=== Things to do ===
1/ In the audio-extraction-analysis guide, substitute "step-by-step interface" for "guided interface" and write out everything from "# Batch processing" down to "checkout with frontend/).".
2/ Answer these questions from the audio-extraction-analysis guide:
(a) Which command installs the frontend dependencies?
(b) What values does the `--analysis-style` option accept?
(c) Which environment variable holds the Deepgram API key?
## start Document
Terminal UI (OpenTUI)

The TUI requires Bun: It currently runs from a project checkout that includes frontend/.

# Install Bun
curl -fsSL https://bun.sh/install | bash

# Install frontend dependencies
cd frontend && bun install

Configure Provider

# Cloud: Set API key
export DEEPGRAM_API_KEY='your-key'     # From console.deepgram.com

# Or local: Whisper works without API keys after installation

Verify

audio-extraction-analysis --version

Quick Start

# Process a video file
audio-extraction-analysis process meeting.mp4

# Process from URL
audio-extraction-analysis process --url "https://youtube.com/watch?v=..."

# With custom output
audio-extraction-analysis process video.mp4 --output-dir ./results

# Full analysis (5 files)
audio-extraction-analysis process video.mp4 --analysis-style full

CLI Reference

Commands

Command	Description
`process`	Full pipeline: extract → transcribe → analyze
`extract`	Audio extraction only
`transcribe`	Transcription only
`export-markdown`	Export transcript as Markdown
`tui`	Launch interactive terminal UI

Common Options

Option	Values	Description
`--quality`	`speech`, `standard`, `high`, `compressed`	Audio quality preset
`--language`	`en`, `es`, `fr`, `de`, `auto`	Transcription language
`--provider`	`auto`, `deepgram`, `elevenlabs`, `whisper`	Provider selection
`--output-dir`	Path	Output directory
`--analysis-style`	`concise`, `full`	Single file vs 5-file output
`--verbose`	Flag	Detailed logging

Examples

# High-quality transcription
audio-extraction-analysis process interview.mp4 --quality high --language en

# Extract audio only
audio-extraction-analysis extract presentation.mp4 --quality speech

# Transcribe existing audio
audio-extraction-analysis transcribe recording.mp3 --provider whisper

# Batch processing
for video in *.mp4; do
  audio-extraction-analysis process "$video" --output-dir "./results/${video%.*}"
done

Interactive TUI

Launch a guided interface with real-time progress monitoring: Current policy: source-checkout-only (requires project checkout with frontend/).
## end Document
## start Material supplied
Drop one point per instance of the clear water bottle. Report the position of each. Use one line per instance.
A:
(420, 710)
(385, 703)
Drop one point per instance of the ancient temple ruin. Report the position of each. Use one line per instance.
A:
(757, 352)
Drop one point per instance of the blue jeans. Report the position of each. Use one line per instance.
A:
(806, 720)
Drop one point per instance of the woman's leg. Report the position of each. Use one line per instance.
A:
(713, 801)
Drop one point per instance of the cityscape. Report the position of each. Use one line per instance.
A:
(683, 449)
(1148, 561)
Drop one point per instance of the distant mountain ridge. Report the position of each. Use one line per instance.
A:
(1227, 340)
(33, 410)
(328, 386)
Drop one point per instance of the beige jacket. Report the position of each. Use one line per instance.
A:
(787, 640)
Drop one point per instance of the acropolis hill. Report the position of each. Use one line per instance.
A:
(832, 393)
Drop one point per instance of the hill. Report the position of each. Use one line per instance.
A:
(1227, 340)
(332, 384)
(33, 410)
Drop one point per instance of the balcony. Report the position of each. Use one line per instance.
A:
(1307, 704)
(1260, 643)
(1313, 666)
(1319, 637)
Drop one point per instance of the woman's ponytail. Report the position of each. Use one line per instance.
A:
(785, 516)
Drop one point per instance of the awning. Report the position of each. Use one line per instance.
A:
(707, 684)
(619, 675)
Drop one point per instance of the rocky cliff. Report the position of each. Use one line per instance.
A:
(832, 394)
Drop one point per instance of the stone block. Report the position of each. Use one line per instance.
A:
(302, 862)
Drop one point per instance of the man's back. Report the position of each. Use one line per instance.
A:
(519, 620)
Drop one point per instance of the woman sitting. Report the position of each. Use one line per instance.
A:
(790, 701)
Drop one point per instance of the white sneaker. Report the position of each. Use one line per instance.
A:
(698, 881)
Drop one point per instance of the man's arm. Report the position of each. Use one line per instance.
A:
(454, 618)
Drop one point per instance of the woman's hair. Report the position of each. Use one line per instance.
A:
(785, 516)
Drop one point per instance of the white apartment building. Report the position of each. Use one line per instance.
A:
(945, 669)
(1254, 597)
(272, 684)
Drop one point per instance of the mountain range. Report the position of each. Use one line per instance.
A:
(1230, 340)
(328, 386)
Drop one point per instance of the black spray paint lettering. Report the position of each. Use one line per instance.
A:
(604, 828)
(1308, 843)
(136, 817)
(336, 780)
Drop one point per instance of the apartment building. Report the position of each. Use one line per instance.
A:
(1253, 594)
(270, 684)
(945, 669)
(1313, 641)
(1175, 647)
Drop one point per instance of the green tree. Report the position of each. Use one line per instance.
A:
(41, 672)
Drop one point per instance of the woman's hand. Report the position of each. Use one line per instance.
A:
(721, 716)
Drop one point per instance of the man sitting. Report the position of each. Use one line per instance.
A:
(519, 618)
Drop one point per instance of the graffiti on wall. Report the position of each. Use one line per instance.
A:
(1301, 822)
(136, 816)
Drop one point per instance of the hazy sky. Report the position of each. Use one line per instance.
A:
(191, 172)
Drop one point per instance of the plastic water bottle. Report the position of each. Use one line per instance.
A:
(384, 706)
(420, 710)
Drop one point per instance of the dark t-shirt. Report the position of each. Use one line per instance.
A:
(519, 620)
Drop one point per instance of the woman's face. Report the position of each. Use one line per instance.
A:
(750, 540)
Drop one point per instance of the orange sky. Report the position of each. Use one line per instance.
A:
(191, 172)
## end Material supplied
=== Task answers ===
1/
# Batch processing
for video in *.mp4; do
  audio-extraction-analysis process "$video" --output-dir "./results/${video%.*}"
done

Interactive TUI

Launch a step-by-step interface with real-time progress monitoring: Current policy: source-checkout-only (requires project checkout with frontend/).

2/
(a) `cd frontend && bun install`
(b) `concise` and `full`
(c) `DEEPGRAM_API_KEY`